%%
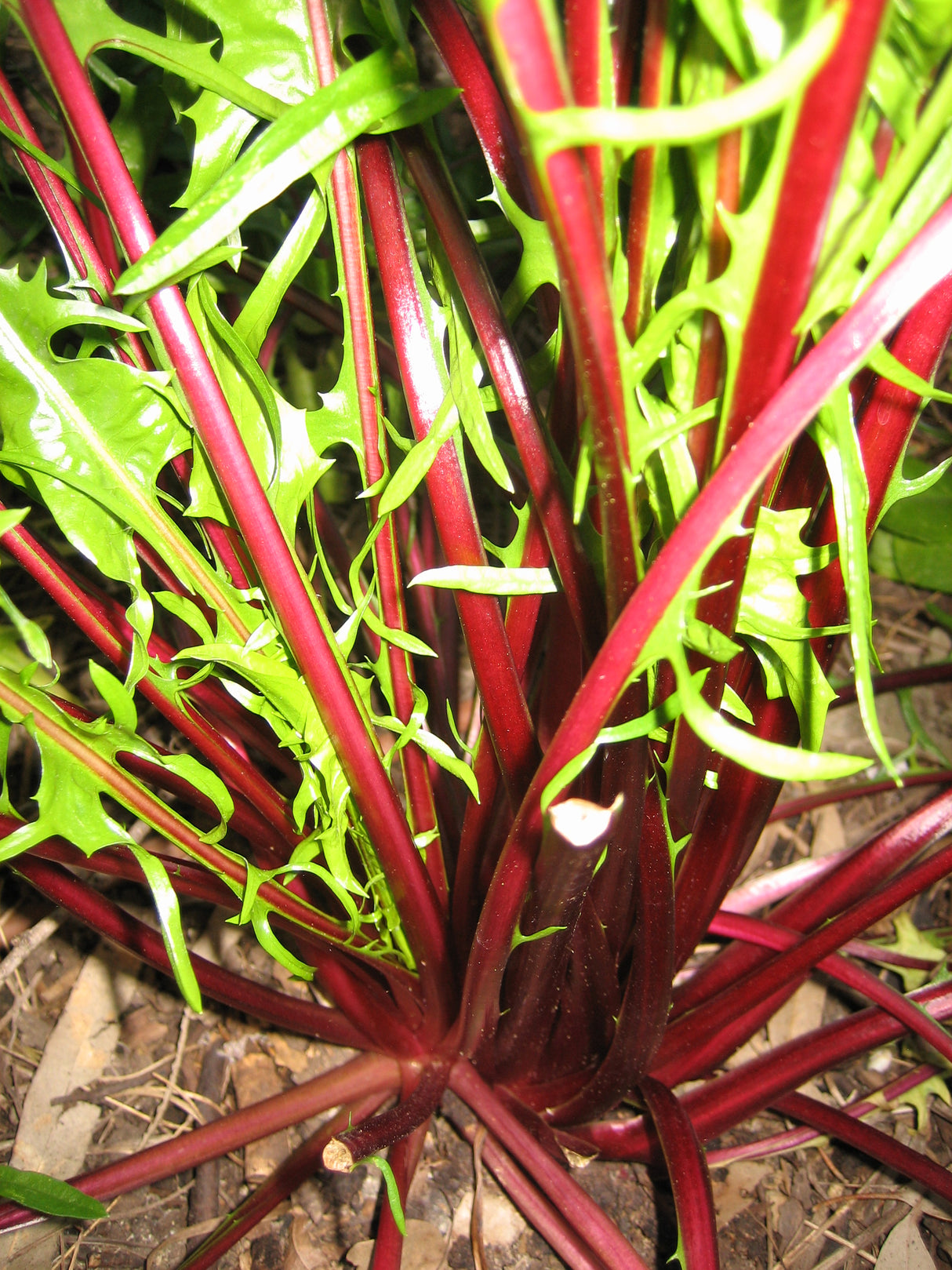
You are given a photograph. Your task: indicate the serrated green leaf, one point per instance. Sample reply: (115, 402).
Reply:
(489, 580)
(419, 460)
(629, 129)
(285, 266)
(299, 143)
(116, 697)
(46, 1194)
(396, 1208)
(767, 757)
(92, 437)
(166, 907)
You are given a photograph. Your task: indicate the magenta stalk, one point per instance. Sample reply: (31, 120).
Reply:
(286, 1179)
(369, 1138)
(687, 1169)
(560, 1188)
(347, 213)
(427, 384)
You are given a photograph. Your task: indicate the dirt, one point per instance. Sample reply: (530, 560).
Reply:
(822, 1206)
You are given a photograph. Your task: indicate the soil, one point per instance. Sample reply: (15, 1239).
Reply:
(166, 1071)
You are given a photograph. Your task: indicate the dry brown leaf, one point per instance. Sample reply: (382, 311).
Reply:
(904, 1247)
(424, 1249)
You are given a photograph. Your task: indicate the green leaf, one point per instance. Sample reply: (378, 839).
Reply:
(773, 615)
(300, 141)
(49, 1195)
(264, 301)
(90, 436)
(116, 697)
(66, 176)
(837, 439)
(166, 907)
(489, 580)
(419, 460)
(912, 540)
(93, 24)
(396, 1208)
(630, 129)
(645, 726)
(779, 762)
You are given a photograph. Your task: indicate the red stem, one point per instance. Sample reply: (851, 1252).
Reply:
(714, 1030)
(426, 384)
(572, 219)
(377, 1134)
(363, 1077)
(827, 896)
(481, 100)
(506, 366)
(792, 1138)
(724, 1101)
(320, 666)
(576, 1208)
(537, 1210)
(843, 970)
(796, 806)
(286, 1179)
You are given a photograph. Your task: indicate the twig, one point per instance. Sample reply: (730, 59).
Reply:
(24, 944)
(173, 1077)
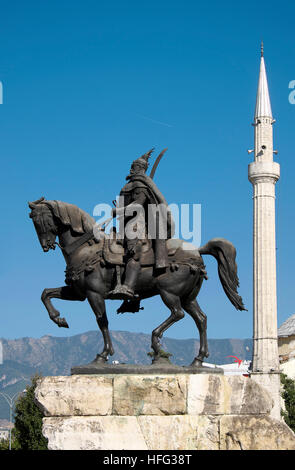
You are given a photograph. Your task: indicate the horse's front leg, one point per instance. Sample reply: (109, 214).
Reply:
(97, 304)
(63, 293)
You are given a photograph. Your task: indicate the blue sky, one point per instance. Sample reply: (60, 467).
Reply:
(89, 86)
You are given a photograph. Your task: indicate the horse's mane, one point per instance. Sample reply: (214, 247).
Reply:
(71, 215)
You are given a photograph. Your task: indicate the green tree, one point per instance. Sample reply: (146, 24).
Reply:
(28, 421)
(288, 395)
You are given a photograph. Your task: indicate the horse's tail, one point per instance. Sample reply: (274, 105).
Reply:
(225, 254)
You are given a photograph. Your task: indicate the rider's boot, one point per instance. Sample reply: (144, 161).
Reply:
(126, 290)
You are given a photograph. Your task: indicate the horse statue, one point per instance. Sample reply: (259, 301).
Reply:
(95, 261)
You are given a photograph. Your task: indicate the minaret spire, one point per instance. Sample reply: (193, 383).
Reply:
(263, 173)
(263, 106)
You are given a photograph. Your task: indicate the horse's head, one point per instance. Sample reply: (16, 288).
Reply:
(43, 219)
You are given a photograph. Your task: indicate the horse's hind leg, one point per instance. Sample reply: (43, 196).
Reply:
(97, 304)
(63, 293)
(192, 307)
(173, 303)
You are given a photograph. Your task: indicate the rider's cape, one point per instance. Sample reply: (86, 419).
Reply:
(161, 226)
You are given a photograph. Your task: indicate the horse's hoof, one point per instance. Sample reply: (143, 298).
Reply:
(100, 359)
(197, 363)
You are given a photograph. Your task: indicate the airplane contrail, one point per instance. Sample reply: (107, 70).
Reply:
(153, 120)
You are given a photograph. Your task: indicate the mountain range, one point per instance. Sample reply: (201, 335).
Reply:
(49, 355)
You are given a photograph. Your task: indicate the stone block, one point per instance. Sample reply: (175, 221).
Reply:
(223, 395)
(180, 432)
(93, 433)
(150, 395)
(75, 395)
(255, 433)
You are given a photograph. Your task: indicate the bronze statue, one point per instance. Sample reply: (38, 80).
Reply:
(142, 191)
(97, 262)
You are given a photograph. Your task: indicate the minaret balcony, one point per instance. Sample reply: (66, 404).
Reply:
(263, 171)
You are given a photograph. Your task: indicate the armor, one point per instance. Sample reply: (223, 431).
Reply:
(153, 221)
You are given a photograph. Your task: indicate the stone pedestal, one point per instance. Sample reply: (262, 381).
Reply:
(159, 412)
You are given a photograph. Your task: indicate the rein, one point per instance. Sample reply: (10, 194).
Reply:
(77, 243)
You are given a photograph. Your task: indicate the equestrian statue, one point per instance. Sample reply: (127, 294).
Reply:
(139, 261)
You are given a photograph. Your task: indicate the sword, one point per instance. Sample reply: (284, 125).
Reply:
(152, 173)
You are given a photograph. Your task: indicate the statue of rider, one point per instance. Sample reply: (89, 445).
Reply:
(153, 221)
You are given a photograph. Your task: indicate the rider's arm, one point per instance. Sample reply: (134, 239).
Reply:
(140, 197)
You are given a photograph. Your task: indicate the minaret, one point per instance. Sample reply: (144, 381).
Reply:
(263, 173)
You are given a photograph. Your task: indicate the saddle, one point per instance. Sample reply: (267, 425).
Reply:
(113, 251)
(107, 249)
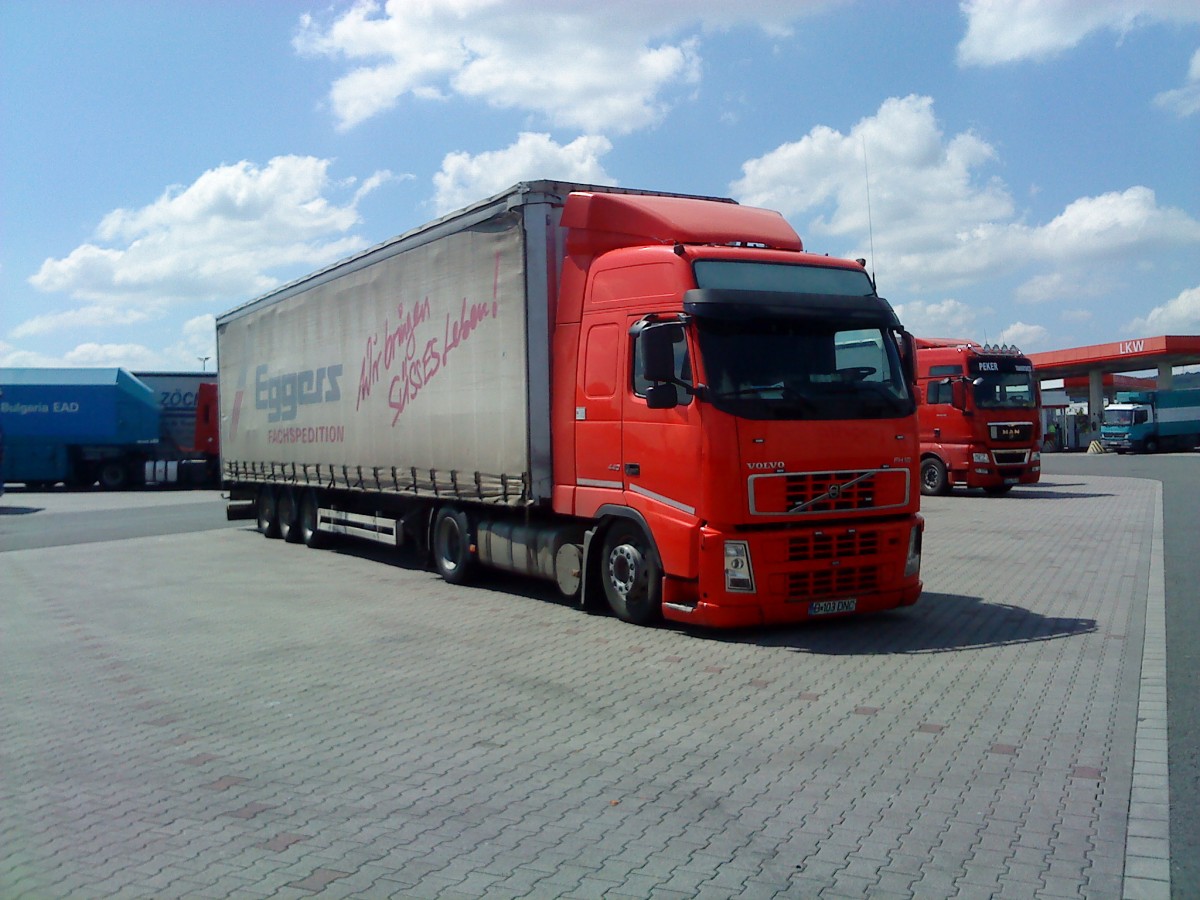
%%
**What is expected**:
All lines with the word "minaret" should be copied from the material above.

**Task solution**:
You are given a photograph. Your task: indicate the minaret spire, one point per instance. Sample reply: (193, 383).
You are given a photograph. Your task: indicate the minaret balcony, one point per instance. Sample reply: (66, 404).
You are given a photograph. Your task: indicate the minaret, one point per instance. Sample reply: (144, 381).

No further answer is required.